**AIM:**
Lay out the lines below as a numbered list, omitting any blank lines.

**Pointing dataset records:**

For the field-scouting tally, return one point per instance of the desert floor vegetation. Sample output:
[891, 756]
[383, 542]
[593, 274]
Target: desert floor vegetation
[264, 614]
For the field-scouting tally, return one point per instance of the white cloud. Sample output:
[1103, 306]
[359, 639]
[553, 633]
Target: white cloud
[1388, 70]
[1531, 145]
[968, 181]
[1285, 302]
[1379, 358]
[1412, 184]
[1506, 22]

**RESULT FOR THIS TASK:**
1. For the field-scouting tally, return one point per instance of the desert floor vegetation. Sample output:
2. [891, 756]
3. [383, 542]
4. [593, 274]
5. Target: desert floor vegetation
6. [264, 614]
7. For the field-scouting tally, return one point per instance of the white cloud. Sample output:
8. [1103, 306]
9. [359, 639]
10. [553, 633]
11. Target: white cloud
12. [1388, 70]
13. [1531, 145]
14. [968, 181]
15. [1285, 302]
16. [1379, 358]
17. [1412, 184]
18. [1506, 22]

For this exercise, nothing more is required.